Source data

· · · · · · ·

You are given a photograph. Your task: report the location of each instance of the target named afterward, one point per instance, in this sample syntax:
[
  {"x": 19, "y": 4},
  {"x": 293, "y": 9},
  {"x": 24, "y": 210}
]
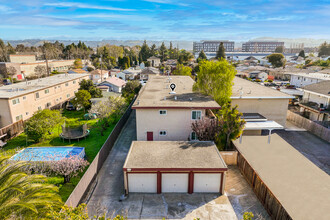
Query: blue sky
[{"x": 163, "y": 19}]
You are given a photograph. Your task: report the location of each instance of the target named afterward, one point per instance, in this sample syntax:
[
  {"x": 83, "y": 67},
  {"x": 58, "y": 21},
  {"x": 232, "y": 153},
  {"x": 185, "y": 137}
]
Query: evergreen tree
[
  {"x": 201, "y": 56},
  {"x": 215, "y": 79},
  {"x": 221, "y": 52},
  {"x": 145, "y": 51},
  {"x": 163, "y": 52},
  {"x": 324, "y": 49}
]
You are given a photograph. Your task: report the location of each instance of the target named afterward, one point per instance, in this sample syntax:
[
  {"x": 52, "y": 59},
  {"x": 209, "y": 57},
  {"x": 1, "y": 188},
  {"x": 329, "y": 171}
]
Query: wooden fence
[
  {"x": 12, "y": 130},
  {"x": 266, "y": 197},
  {"x": 89, "y": 176},
  {"x": 309, "y": 125}
]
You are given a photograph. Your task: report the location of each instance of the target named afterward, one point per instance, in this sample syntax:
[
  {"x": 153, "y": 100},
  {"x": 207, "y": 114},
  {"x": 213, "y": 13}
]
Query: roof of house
[
  {"x": 150, "y": 70},
  {"x": 97, "y": 72},
  {"x": 22, "y": 88},
  {"x": 77, "y": 71},
  {"x": 174, "y": 154},
  {"x": 321, "y": 88},
  {"x": 245, "y": 89},
  {"x": 156, "y": 94},
  {"x": 321, "y": 76},
  {"x": 153, "y": 58},
  {"x": 251, "y": 58},
  {"x": 115, "y": 81},
  {"x": 297, "y": 183}
]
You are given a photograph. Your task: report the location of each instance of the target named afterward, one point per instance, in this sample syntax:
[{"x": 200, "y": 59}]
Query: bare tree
[
  {"x": 40, "y": 71},
  {"x": 11, "y": 71}
]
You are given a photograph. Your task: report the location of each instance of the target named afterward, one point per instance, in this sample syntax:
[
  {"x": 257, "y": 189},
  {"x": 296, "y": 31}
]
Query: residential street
[{"x": 311, "y": 146}]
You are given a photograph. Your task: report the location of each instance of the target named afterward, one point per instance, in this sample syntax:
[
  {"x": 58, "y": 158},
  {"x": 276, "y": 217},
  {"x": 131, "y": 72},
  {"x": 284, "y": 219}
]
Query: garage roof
[
  {"x": 300, "y": 186},
  {"x": 156, "y": 94},
  {"x": 202, "y": 155}
]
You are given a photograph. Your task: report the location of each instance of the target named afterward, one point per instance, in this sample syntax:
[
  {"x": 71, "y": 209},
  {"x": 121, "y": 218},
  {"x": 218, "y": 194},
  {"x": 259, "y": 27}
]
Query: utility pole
[{"x": 45, "y": 54}]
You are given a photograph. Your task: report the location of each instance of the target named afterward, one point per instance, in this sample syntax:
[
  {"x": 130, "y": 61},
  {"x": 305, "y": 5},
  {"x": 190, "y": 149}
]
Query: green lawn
[{"x": 92, "y": 144}]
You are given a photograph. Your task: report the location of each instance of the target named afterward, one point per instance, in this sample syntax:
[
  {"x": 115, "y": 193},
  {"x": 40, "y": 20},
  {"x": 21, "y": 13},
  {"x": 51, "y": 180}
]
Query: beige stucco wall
[
  {"x": 22, "y": 58},
  {"x": 177, "y": 124},
  {"x": 61, "y": 66},
  {"x": 5, "y": 116},
  {"x": 28, "y": 103},
  {"x": 272, "y": 109}
]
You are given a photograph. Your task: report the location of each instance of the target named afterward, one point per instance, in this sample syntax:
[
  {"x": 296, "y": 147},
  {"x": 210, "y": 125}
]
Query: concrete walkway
[
  {"x": 311, "y": 146},
  {"x": 110, "y": 184},
  {"x": 105, "y": 198}
]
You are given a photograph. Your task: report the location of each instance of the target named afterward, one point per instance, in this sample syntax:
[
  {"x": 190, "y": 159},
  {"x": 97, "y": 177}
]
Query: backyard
[{"x": 91, "y": 143}]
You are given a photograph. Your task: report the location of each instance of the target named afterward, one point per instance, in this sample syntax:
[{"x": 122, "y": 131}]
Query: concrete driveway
[
  {"x": 311, "y": 146},
  {"x": 105, "y": 198}
]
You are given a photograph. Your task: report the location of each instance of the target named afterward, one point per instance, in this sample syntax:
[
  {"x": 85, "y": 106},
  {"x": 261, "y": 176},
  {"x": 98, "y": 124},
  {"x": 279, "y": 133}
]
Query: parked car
[{"x": 70, "y": 107}]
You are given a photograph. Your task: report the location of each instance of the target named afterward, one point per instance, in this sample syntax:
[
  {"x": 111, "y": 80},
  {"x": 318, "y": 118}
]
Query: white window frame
[
  {"x": 15, "y": 101},
  {"x": 191, "y": 136},
  {"x": 196, "y": 114},
  {"x": 20, "y": 117}
]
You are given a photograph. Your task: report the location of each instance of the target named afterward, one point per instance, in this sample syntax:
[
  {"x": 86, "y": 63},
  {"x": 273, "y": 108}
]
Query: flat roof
[
  {"x": 19, "y": 89},
  {"x": 322, "y": 76},
  {"x": 321, "y": 88},
  {"x": 174, "y": 154},
  {"x": 245, "y": 89},
  {"x": 261, "y": 125},
  {"x": 300, "y": 186},
  {"x": 156, "y": 94}
]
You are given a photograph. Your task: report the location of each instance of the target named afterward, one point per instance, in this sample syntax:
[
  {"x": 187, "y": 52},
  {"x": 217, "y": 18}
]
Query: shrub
[
  {"x": 69, "y": 167},
  {"x": 41, "y": 122}
]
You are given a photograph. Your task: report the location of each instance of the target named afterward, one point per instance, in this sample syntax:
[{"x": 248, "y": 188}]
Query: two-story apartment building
[
  {"x": 315, "y": 103},
  {"x": 304, "y": 79},
  {"x": 254, "y": 98},
  {"x": 19, "y": 101},
  {"x": 213, "y": 46},
  {"x": 261, "y": 46},
  {"x": 164, "y": 115}
]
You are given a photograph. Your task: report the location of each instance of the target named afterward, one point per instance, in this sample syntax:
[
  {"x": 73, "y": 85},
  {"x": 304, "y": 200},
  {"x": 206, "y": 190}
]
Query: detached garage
[{"x": 174, "y": 167}]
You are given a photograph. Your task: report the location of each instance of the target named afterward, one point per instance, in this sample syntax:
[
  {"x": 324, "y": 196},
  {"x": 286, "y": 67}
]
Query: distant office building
[
  {"x": 213, "y": 46},
  {"x": 20, "y": 100},
  {"x": 254, "y": 46}
]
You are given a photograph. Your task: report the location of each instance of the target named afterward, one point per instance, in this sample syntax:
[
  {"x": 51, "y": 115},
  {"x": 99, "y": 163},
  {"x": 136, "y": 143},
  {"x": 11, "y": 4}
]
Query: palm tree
[{"x": 22, "y": 195}]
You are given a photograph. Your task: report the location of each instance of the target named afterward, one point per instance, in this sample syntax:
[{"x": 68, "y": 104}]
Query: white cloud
[{"x": 88, "y": 6}]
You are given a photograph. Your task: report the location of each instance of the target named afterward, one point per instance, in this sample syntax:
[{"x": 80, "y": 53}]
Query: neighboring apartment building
[
  {"x": 161, "y": 115},
  {"x": 19, "y": 101},
  {"x": 129, "y": 74},
  {"x": 255, "y": 46},
  {"x": 213, "y": 46},
  {"x": 315, "y": 103},
  {"x": 304, "y": 79},
  {"x": 25, "y": 65},
  {"x": 254, "y": 98}
]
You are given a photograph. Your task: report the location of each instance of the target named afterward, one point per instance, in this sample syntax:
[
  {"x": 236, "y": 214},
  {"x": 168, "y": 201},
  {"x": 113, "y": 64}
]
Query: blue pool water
[{"x": 48, "y": 153}]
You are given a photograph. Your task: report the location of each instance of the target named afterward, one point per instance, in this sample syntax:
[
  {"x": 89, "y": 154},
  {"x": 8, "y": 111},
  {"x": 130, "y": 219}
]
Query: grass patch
[{"x": 92, "y": 144}]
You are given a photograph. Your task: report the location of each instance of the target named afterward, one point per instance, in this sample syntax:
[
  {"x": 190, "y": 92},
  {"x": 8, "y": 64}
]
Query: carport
[{"x": 174, "y": 167}]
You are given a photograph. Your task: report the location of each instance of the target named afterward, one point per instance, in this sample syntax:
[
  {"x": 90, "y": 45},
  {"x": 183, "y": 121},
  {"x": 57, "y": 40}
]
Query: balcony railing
[{"x": 315, "y": 106}]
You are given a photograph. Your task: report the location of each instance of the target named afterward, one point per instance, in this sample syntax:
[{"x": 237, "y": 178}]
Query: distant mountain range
[{"x": 188, "y": 45}]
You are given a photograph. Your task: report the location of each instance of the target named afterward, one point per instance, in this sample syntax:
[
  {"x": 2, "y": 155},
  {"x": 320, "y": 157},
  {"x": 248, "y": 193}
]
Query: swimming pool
[{"x": 48, "y": 153}]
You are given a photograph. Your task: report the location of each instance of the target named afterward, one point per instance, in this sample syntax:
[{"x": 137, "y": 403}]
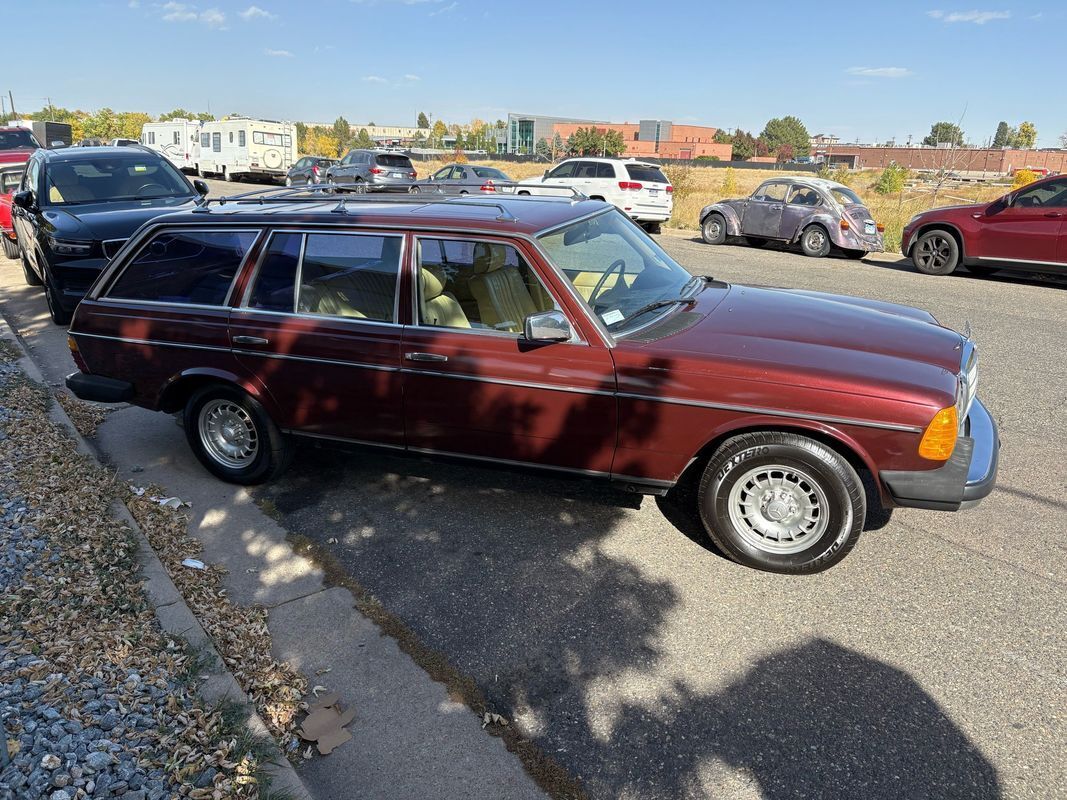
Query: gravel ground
[{"x": 95, "y": 701}]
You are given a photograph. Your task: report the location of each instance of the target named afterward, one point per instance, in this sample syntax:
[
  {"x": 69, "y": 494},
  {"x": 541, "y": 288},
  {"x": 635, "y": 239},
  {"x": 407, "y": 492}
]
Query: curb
[{"x": 174, "y": 614}]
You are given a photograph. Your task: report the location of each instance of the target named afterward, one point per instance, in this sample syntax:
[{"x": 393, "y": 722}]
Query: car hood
[
  {"x": 819, "y": 341},
  {"x": 118, "y": 220},
  {"x": 17, "y": 156}
]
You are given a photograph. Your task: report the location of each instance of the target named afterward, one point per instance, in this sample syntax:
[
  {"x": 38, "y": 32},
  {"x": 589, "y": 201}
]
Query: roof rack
[{"x": 426, "y": 195}]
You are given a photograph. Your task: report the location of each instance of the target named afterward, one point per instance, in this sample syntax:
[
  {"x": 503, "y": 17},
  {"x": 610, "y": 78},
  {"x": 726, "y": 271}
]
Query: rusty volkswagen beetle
[{"x": 818, "y": 214}]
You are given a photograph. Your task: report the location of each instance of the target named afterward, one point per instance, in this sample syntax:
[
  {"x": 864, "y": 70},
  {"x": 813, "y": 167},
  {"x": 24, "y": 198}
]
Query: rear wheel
[
  {"x": 781, "y": 502},
  {"x": 713, "y": 229},
  {"x": 234, "y": 437},
  {"x": 814, "y": 241},
  {"x": 936, "y": 253}
]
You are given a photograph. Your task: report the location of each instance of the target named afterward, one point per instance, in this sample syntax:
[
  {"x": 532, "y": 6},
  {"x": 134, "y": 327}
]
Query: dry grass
[{"x": 705, "y": 185}]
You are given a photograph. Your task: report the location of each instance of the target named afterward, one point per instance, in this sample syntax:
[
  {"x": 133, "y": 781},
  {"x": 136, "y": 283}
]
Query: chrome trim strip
[
  {"x": 157, "y": 342},
  {"x": 775, "y": 413},
  {"x": 312, "y": 360},
  {"x": 505, "y": 382}
]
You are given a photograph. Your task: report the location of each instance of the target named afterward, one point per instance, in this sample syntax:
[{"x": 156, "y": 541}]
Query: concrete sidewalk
[{"x": 409, "y": 738}]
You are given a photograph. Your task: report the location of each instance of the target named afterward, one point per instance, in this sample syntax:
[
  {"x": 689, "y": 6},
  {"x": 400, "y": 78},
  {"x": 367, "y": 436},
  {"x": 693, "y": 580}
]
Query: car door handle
[{"x": 426, "y": 357}]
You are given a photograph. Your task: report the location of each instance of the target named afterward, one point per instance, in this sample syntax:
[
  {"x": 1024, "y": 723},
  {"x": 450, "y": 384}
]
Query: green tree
[
  {"x": 612, "y": 143},
  {"x": 786, "y": 130},
  {"x": 1001, "y": 137},
  {"x": 1026, "y": 136},
  {"x": 944, "y": 132},
  {"x": 363, "y": 139},
  {"x": 891, "y": 180},
  {"x": 341, "y": 132}
]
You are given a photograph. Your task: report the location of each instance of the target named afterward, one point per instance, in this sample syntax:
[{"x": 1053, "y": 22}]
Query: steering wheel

· · · · · · ·

WORK TO BE COMPLETED: Please report every line in the rows above that contains the word "blue", copying each one in full.

SOLUTION TO THE EXERCISE:
Query: blue sky
Query: blue pool water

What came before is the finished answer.